EXTRAIT FOURNI
◆ ◆ ◆ ◆

«
On dit d’un fleuve emportant tout qu’il est violent mais
on ne dit jamais rien de la violence des rives qui l’enserrent
». Cette phrase de Bertolt BRECHT résume
parfaitement l’explosion de colère qui a incendié
voitures, écoles, commerces, etc.
Ces
jeunes s’appellent Jean-Pierre, Karim, Moussa, Sophie, Malika
ou Virginie, souvent des adolescents. Ils et elles ont entre 12 et 25
ans, sont français pour l’écrasante majorité,
quelquefois immigrés (120 sur plus de 3000 arrestations).
Diplômés ou sans diplôme, ils et elles vivent en
famille, dans les quartiers populaires qui concentrent 40, 50, et
jusqu’à 60% de taux de chômage (à comparer
à la moyenne nationale de 10%) Ils et elles subissent une
discrimination à l’embauche liée à leur
origine « raciale », culturelle, religieuse, mais aussi
de quartier. Ils et elles connaissent l’échec scolaire
induit par l’insuffisance des moyens financiers, matériels
et humains (professeurs, personnels) investis dans leurs écoles,
collèges, lycées, lycées professionnels. Ils et
elles connaissent la situation sociale de leurs parents.
Ces
jeunes qui s’affrontent avec la police ne sont pas des «
voyous » comme nous le présente le ministre de
l’intérieur qui n’a de cesse de provoquer les
habitants des quartiers populaires en insultant leurs enfants et en
les traitant de « racailles ». Non ! A l’origine
des émeutes, il y a la mort de deux jeunes adolescents qui
fuyaient les forces de police. Ces morts ne sont pas « une
bavure ». C’est par dizaines que se comptent aujourd’hui
les jeunes de ces quartiers victimes des violences policières.
Ces décès sont autant de gouttes d’eau qui font
régulièrement déborder le vase d’une
colère contenue.

◆ ◆ ◆ ◆

CONTENU DES DONNÉES

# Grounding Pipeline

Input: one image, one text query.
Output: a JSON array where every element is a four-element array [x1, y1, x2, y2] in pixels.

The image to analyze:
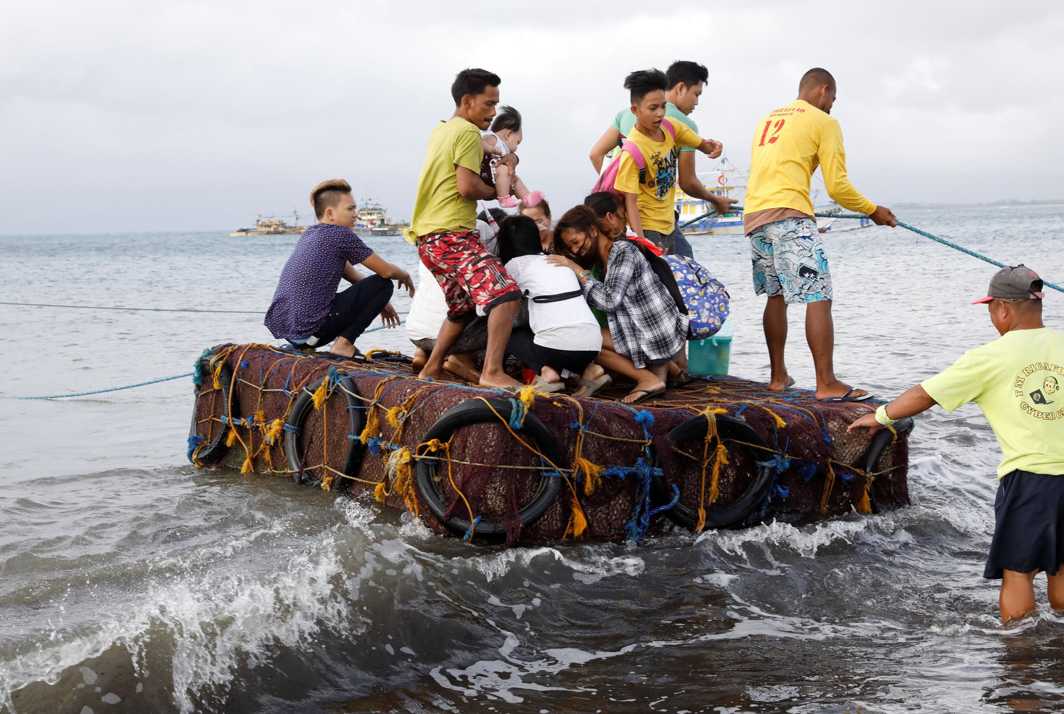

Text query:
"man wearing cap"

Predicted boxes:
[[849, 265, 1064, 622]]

◆ ◆ ◆ ◆

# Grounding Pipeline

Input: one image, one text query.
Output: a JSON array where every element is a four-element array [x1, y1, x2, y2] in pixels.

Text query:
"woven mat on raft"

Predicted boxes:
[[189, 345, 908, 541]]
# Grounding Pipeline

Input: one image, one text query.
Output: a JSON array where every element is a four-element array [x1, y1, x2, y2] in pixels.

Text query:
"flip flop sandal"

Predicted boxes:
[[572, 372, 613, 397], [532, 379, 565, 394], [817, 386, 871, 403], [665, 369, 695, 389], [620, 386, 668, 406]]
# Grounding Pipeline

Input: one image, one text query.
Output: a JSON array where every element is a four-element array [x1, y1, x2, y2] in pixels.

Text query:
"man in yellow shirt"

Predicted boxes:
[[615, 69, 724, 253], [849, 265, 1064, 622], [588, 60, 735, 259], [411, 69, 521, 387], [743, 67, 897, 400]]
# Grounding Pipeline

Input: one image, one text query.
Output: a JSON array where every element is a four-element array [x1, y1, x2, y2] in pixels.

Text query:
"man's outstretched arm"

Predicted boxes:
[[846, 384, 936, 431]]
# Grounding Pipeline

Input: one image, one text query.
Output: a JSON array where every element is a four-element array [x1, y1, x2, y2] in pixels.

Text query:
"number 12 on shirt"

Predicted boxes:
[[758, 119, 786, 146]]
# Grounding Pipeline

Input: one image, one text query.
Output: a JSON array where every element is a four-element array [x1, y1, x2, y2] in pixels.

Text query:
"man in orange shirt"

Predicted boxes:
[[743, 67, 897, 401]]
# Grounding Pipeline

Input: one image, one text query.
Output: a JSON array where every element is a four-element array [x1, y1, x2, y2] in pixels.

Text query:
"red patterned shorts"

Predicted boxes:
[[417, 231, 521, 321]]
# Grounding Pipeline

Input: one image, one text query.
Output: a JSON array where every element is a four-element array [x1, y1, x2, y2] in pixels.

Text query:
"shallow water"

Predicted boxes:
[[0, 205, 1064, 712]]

◆ ◆ ◆ ◆

CONSIGNES
A) D'après l'extrait fourni, quel est le taux de chômage moyen à l'échelle nationale ?
B) Repérez dans les enregistrements chaque ligne qui contient la chaîne "shirt" et recopiez-la. La casse compte.
Les enregistrements n'ont aucun lien avec l'extrait.

RÉPONSES PAR TÂCHE
A) 10 %.

B)
"man in yellow shirt"
"number 12 on shirt"
"man in orange shirt"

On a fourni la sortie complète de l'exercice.